[Stored records]
───
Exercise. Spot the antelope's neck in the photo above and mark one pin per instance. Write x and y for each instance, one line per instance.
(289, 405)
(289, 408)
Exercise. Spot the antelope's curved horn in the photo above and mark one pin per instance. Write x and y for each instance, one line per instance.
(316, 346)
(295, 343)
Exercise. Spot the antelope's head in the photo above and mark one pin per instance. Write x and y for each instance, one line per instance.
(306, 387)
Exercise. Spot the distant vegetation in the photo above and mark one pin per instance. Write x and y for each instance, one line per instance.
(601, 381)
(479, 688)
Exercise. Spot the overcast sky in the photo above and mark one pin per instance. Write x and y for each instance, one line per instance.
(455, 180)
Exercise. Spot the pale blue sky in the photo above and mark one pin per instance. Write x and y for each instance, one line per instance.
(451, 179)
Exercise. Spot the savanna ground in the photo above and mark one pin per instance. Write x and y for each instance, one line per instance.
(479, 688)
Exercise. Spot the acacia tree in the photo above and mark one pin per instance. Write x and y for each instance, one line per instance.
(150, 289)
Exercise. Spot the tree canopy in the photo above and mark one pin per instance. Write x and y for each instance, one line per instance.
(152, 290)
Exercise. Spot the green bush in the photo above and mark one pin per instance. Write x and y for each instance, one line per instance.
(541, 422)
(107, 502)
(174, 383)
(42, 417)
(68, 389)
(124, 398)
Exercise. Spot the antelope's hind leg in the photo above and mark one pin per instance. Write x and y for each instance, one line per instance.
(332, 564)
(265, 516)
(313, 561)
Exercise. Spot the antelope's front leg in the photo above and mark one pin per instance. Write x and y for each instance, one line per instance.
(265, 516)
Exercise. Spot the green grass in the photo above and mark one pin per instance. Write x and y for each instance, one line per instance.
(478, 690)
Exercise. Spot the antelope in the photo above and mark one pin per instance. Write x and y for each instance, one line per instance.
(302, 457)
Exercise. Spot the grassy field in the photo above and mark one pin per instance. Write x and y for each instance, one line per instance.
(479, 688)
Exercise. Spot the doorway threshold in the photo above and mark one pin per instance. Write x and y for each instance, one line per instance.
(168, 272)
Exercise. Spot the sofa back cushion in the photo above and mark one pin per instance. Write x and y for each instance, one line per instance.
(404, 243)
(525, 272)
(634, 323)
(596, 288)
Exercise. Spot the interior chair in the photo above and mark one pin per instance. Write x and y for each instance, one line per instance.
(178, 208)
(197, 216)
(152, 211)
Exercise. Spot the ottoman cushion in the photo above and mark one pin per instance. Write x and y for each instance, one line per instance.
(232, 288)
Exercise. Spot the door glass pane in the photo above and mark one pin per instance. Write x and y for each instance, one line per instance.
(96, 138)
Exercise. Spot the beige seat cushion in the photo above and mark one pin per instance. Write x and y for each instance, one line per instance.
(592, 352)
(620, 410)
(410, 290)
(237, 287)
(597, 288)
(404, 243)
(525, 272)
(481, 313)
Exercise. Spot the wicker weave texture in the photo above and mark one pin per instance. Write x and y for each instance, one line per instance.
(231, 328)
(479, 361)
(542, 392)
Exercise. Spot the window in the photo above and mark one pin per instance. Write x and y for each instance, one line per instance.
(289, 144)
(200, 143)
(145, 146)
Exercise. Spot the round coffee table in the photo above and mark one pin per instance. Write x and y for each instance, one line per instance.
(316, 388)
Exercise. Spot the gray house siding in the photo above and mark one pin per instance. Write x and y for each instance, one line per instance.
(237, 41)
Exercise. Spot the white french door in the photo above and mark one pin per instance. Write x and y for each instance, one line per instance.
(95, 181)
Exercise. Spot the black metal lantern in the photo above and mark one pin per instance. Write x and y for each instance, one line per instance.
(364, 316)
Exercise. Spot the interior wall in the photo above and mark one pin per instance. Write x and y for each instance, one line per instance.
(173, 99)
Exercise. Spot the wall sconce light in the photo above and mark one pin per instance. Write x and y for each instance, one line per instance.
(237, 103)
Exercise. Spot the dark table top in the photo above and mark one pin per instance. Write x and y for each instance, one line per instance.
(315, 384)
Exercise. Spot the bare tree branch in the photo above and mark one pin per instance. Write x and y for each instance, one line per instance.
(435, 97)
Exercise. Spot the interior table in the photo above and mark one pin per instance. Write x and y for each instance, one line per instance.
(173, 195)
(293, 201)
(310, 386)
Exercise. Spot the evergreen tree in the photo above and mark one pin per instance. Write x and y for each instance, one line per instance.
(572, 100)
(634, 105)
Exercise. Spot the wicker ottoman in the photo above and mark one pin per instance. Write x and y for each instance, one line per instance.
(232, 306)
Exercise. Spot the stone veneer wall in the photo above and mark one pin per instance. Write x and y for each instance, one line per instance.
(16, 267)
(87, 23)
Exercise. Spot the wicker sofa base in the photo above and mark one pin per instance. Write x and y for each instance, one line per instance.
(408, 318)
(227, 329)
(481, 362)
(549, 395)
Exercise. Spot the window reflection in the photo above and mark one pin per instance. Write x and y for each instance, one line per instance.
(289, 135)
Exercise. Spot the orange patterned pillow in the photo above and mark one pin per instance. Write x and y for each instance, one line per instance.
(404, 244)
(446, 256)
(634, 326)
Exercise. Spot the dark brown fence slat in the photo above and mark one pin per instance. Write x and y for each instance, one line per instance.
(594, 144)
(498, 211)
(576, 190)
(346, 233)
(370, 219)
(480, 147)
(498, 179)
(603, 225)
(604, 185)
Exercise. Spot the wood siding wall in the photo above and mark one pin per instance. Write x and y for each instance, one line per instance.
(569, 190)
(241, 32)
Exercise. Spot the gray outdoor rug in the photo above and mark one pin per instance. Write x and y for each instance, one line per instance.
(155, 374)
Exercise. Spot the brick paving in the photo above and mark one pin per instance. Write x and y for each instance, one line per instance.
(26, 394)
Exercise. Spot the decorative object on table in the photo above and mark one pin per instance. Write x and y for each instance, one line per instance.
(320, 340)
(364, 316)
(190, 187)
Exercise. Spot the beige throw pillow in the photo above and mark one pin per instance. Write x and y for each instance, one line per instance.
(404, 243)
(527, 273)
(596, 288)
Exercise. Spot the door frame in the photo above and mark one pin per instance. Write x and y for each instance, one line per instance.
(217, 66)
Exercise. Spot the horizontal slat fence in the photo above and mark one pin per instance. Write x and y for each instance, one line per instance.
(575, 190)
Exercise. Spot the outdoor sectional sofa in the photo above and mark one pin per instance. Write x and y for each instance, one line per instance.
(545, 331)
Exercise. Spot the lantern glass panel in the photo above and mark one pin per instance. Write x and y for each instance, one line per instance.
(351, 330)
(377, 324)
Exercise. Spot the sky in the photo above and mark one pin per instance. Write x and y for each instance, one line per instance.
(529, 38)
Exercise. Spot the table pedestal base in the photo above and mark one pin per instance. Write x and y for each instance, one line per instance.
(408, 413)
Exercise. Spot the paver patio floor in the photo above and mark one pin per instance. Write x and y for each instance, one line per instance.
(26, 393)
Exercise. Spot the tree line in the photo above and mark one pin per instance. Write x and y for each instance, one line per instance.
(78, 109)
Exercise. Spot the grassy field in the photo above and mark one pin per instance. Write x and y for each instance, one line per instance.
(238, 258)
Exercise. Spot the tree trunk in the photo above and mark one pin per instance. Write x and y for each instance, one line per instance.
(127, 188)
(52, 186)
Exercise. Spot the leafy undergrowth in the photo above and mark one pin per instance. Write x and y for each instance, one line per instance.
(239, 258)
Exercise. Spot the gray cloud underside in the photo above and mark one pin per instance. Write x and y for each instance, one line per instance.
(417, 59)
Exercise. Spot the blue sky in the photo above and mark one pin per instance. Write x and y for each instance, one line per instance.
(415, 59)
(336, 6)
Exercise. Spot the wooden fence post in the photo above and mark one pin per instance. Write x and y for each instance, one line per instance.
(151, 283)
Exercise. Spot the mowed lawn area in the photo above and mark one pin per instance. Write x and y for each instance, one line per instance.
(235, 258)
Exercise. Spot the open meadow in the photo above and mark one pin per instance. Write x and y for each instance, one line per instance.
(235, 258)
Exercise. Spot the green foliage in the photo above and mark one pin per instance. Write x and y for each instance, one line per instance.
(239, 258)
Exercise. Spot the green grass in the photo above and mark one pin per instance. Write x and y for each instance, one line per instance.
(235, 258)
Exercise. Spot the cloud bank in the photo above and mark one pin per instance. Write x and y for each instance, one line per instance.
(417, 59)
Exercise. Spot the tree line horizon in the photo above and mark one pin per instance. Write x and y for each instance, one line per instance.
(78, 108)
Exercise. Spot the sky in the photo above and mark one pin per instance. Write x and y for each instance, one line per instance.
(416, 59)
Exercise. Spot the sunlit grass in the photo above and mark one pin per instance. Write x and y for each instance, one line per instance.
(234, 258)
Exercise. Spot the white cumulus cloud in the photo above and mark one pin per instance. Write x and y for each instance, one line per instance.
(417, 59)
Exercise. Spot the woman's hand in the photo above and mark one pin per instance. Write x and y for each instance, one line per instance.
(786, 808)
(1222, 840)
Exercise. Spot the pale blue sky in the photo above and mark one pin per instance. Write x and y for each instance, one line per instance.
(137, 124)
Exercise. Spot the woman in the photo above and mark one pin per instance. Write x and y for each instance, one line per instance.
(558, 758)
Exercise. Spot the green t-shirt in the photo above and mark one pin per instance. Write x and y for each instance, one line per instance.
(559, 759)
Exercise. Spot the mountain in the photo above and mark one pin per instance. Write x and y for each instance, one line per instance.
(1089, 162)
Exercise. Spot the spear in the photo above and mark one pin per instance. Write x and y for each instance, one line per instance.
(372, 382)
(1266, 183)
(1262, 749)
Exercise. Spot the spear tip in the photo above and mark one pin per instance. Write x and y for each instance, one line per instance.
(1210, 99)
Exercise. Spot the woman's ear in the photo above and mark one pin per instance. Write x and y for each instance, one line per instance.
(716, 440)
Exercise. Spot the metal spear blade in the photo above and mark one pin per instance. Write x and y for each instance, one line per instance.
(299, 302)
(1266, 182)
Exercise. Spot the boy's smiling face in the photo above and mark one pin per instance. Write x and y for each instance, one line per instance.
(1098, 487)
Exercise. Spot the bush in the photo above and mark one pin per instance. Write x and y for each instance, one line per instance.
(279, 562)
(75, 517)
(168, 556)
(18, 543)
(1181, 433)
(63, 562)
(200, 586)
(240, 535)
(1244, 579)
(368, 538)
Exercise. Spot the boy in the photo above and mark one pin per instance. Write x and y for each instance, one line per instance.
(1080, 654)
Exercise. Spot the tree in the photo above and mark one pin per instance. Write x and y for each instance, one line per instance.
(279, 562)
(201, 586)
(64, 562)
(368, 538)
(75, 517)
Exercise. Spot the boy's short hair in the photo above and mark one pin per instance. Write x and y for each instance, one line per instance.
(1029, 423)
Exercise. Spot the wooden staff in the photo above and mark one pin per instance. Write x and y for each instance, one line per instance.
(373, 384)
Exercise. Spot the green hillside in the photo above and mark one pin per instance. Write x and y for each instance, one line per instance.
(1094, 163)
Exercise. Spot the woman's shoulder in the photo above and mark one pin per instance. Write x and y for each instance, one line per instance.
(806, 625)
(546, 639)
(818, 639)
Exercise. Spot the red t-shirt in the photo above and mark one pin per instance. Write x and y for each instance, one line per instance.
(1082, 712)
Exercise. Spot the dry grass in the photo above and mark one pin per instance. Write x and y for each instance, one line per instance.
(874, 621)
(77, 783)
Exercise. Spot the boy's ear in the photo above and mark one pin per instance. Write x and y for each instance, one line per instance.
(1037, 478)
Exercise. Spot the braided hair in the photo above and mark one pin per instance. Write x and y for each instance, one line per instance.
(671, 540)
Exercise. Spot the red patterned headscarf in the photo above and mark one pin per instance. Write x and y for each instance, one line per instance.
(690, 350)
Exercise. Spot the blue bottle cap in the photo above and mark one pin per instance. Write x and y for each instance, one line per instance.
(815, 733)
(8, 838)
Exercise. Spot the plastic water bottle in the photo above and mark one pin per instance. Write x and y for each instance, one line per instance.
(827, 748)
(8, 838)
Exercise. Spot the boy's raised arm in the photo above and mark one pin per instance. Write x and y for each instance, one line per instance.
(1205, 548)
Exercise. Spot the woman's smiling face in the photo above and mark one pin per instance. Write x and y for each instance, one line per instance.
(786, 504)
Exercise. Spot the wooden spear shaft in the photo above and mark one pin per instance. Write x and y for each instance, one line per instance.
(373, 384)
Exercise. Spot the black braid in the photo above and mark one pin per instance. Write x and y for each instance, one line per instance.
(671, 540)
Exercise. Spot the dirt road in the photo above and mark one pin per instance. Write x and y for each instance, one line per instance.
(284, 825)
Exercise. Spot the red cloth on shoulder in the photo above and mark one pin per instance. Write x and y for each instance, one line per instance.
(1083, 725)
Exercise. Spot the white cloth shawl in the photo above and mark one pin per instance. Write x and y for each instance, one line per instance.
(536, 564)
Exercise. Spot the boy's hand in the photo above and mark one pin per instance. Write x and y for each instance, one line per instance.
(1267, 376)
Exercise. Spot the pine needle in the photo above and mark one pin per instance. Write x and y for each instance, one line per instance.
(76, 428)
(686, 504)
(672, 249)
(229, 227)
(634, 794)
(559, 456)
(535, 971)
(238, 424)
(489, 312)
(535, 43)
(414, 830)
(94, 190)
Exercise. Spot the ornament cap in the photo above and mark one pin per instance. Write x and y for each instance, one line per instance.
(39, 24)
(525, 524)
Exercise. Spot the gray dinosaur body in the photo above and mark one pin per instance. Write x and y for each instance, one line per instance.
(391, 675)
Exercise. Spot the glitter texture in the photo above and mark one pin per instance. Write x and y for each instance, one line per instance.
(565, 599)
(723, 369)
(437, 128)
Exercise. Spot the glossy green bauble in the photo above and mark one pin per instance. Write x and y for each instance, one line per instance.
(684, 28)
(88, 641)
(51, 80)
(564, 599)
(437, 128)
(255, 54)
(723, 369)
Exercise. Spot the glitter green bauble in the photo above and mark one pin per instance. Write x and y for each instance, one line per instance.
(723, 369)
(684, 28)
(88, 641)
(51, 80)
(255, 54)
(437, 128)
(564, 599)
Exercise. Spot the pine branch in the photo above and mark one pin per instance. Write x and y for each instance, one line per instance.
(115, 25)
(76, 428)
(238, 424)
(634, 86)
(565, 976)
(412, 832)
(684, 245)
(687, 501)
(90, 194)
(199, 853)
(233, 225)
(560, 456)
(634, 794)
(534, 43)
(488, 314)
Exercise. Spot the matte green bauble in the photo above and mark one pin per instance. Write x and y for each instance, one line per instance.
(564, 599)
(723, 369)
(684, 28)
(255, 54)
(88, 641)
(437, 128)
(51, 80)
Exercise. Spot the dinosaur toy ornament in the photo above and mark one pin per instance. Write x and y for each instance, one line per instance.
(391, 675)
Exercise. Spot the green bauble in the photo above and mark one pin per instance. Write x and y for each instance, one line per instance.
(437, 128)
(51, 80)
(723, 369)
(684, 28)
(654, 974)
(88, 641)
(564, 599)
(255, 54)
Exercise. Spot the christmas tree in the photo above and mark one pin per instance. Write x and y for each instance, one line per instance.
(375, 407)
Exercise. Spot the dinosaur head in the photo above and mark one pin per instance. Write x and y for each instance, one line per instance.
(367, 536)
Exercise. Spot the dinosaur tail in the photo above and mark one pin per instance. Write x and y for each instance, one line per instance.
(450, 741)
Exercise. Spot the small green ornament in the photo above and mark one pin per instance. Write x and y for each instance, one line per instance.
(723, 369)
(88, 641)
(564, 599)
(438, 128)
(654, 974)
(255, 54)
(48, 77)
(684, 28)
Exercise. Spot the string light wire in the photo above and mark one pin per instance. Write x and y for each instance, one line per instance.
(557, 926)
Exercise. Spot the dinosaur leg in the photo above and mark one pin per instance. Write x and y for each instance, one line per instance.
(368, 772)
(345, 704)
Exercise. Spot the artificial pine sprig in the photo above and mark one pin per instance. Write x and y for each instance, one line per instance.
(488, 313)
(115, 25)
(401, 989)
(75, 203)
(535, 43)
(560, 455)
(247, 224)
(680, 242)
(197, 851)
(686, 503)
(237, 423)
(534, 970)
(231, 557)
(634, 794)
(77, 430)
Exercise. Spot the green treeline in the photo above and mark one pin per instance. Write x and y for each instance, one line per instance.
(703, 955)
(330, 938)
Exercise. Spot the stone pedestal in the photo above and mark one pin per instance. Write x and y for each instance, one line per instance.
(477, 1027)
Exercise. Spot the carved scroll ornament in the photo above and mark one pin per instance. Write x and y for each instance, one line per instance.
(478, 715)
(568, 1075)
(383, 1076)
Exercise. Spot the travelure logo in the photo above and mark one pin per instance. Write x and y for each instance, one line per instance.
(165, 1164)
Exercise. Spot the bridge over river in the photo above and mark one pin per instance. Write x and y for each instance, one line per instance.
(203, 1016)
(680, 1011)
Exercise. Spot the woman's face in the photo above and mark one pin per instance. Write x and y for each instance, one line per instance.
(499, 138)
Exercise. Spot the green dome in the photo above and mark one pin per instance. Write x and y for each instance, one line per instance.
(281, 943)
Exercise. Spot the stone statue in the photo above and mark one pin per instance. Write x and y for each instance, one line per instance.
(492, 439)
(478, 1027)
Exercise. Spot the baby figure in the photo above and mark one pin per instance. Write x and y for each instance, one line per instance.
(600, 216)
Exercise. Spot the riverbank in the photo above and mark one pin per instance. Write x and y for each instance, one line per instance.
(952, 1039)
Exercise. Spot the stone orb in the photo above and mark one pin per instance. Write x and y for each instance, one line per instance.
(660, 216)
───
[Exercise brief] Only the lines from the one containing "Exercise. Spot the green treeline" to the end of the listing belong in the output, each reproduced exactly.

[Task answer]
Exercise. Spot the green treeline in the photo above and mark one pin per instance. Write x and y for each instance, one line per instance.
(703, 955)
(330, 938)
Exercise. Spot the stone pedestal in the photo above and mark one pin per instance. Write x and y for each instance, one line per instance.
(477, 1027)
Exercise. Spot the carved scroll ornament in the photo above and mark one pin per instance. Write x and y for each instance, one line per instance.
(478, 715)
(568, 1075)
(383, 1076)
Exercise. Spot the travelure logo in the photo above and mark one pin per instance. Write x and y for each instance, one line per instance.
(165, 1164)
Exercise. Spot the bridge over river in the photo above and mark one pin per instance. Write x and y for each instance, one line per instance.
(203, 1016)
(680, 1011)
Exercise. Spot the woman's face in the photo above and mark one pin per instance. Write x and y for each instance, one line per instance.
(499, 138)
Exercise. Spot the green dome in the photo above and mark one pin per instance. Write x and y for each instance, one line per instance.
(281, 943)
Exercise. Spot the stone statue in the photo above and mark one pin per instance. Write x and y for each instance, one line per instance.
(492, 439)
(478, 1027)
Exercise. Spot the baby figure in the photo above and mark one pin per instance. Write x and y for each instance, one line per instance.
(600, 216)
Exercise. Spot the riverbank in the photo above and mark one pin per instance. Write x and y for each instance, one line per instance.
(952, 1039)
Exercise. Spot the stone orb in the photo above and mark one pin per instance. Write x and y for each instance, one line per instance.
(660, 216)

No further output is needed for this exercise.